* _INSTRUCTION_
Starting at the line that contains "Where can the green", copy each line through the final one exactly as written.

* _DATA TO USE_
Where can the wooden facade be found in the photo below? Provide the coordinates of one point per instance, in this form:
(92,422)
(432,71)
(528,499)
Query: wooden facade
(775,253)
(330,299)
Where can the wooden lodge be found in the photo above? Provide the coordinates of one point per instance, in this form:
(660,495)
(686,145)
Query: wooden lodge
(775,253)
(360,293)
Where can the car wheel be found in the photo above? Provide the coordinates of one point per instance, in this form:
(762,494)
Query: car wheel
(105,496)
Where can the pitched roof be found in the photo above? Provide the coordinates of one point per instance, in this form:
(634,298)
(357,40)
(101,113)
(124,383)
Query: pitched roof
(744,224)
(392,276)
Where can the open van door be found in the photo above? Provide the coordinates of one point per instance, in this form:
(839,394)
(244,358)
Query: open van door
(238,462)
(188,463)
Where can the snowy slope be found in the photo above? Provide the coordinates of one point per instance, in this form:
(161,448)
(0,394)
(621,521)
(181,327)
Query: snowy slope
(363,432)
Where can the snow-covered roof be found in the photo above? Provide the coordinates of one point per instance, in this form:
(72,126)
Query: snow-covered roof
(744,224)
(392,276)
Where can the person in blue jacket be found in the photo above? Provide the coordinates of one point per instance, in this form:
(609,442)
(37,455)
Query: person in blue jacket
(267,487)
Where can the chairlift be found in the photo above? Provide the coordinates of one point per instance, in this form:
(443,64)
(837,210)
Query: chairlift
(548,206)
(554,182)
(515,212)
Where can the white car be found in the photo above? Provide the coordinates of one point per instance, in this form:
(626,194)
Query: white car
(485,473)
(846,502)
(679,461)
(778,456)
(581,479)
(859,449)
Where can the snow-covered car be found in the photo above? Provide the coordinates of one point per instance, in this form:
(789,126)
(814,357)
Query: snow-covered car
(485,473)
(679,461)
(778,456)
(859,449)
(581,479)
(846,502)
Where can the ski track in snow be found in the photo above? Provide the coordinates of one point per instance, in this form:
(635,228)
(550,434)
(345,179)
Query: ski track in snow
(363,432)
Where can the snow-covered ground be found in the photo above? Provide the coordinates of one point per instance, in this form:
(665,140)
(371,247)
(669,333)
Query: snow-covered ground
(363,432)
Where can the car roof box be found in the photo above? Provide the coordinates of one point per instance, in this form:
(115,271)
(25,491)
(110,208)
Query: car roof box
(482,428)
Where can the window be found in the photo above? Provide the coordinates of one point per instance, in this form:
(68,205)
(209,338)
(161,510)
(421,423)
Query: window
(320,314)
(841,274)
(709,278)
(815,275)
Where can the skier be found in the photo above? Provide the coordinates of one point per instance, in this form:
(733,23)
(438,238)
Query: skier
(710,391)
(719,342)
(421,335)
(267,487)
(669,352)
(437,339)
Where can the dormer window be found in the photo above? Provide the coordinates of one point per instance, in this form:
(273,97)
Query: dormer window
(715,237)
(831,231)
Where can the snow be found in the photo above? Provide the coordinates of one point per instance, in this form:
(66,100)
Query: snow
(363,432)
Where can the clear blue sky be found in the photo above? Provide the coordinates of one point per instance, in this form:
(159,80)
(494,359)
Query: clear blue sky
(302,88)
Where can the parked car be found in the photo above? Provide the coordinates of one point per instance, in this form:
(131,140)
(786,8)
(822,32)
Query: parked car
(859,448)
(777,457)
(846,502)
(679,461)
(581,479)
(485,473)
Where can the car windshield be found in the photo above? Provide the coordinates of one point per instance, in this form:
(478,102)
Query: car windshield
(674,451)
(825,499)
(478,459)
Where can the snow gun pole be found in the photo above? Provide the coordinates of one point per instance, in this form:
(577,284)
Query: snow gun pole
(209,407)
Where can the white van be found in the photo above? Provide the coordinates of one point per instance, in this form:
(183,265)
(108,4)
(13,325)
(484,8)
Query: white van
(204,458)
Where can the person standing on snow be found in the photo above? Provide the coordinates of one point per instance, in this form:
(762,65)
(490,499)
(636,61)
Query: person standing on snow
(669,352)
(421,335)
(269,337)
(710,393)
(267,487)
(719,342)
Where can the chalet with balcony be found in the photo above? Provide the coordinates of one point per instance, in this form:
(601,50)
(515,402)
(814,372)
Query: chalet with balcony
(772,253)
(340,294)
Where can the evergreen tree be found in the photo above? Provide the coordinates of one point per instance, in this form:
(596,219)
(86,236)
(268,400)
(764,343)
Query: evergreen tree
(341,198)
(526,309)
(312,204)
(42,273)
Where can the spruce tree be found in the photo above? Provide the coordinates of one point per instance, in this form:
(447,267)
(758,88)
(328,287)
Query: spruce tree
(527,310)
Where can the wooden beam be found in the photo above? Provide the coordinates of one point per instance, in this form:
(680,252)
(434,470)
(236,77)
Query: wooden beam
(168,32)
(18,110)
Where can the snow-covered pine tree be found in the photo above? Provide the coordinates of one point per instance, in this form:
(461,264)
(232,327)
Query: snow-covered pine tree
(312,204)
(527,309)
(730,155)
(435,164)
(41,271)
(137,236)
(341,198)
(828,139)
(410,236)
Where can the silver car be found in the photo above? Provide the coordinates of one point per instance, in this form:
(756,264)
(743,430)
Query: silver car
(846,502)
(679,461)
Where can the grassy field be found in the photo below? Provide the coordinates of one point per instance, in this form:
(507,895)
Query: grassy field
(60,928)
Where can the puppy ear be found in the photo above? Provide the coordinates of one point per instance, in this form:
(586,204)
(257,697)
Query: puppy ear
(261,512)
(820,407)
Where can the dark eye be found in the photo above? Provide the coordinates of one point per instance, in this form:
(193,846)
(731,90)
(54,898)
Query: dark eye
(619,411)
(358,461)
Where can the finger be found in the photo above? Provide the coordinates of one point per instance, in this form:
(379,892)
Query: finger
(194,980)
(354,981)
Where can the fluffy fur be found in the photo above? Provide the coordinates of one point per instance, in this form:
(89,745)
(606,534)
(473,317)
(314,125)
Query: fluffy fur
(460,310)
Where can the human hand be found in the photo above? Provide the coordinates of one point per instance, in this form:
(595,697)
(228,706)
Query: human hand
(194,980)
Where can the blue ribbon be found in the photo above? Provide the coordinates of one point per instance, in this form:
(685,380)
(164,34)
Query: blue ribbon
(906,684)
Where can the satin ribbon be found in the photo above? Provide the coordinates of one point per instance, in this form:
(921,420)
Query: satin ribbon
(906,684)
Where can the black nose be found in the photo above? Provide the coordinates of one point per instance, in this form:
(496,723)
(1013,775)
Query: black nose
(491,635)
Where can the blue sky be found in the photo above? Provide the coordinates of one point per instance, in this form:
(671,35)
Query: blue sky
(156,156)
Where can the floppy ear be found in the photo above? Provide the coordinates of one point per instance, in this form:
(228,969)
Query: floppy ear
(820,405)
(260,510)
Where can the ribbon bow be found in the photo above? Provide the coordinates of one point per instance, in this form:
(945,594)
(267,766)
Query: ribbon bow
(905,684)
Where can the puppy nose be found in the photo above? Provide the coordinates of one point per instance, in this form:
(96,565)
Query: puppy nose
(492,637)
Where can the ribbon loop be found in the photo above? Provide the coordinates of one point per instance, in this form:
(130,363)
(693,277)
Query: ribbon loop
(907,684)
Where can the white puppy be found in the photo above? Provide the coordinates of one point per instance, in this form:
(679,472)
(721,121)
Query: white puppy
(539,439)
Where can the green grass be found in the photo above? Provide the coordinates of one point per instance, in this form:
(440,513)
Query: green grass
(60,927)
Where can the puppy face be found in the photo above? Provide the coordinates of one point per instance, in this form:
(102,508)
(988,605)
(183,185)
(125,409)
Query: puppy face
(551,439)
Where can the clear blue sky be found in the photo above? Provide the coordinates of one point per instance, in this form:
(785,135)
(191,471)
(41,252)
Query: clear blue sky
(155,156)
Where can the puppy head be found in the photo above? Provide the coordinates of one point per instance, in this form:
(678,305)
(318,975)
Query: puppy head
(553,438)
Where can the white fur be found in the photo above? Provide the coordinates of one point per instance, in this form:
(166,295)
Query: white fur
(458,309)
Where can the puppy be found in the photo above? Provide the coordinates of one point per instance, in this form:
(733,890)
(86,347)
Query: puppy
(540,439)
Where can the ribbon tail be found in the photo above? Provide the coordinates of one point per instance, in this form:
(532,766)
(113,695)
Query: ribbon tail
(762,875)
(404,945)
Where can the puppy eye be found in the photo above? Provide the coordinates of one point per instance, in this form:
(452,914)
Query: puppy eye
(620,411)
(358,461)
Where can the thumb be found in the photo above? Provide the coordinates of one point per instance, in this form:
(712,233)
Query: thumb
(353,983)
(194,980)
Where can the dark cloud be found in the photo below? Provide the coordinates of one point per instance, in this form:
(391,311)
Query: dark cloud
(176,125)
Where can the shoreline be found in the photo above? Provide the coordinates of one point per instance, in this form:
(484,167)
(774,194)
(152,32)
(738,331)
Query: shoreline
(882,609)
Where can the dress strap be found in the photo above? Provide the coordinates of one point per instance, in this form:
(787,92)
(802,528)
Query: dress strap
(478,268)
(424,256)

* _RESULT OF THIS EXERCISE_
Where can the green grass be found in the photo above? Provide the coordinates of one point per instance, in this form:
(440,513)
Query: green grass
(60,927)
Where can the puppy face be found in the photo above? Provide the coordinates of one point per instance, in this form:
(102,508)
(988,605)
(183,185)
(125,409)
Query: puppy face
(551,439)
Where can the clear blue sky be found in the photo above? Provide the coordinates of one point per instance, in this form:
(785,135)
(191,471)
(41,252)
Query: clear blue sky
(155,156)
Where can the puppy head be found in the photo above? Provide the coordinates of one point per instance, in this form:
(678,305)
(318,975)
Query: puppy head
(553,438)
Where can the white fur be found in the photo above? Provide the coordinates of one point per instance, in this form:
(166,295)
Query: white fur
(458,309)
Where can the puppy be found in the photo above? Provide the coordinates of one point per instance, in this form:
(733,890)
(86,347)
Query: puppy
(540,439)
Where can the ribbon tail be found in the photo above? Provide the coordinates of one point per instance, in this form:
(532,766)
(113,695)
Query: ribbon tail
(762,875)
(404,945)
Where can the puppy eye be found in the photo above? Provide the coordinates of one point per instance, in this form:
(452,914)
Query: puppy eye
(620,411)
(358,461)
Where can the thumb be found in the photo above? Provide the coordinates of one point per instance, in this form:
(712,233)
Query: thumb
(353,983)
(194,980)
Where can the dark cloud be found in the photo below? Provide the coordinates of one point per instance, in this form:
(391,311)
Query: dark cloud
(176,125)
Where can the shoreline be found in the photo above? Provide the coordinates of one point per instance, in this form:
(484,167)
(774,194)
(152,32)
(738,331)
Query: shoreline
(882,609)
Where can the dress strap be found in the photo above? Provide the coordinates of one point per instance, in this form:
(787,92)
(802,528)
Query: dress strap
(478,268)
(424,256)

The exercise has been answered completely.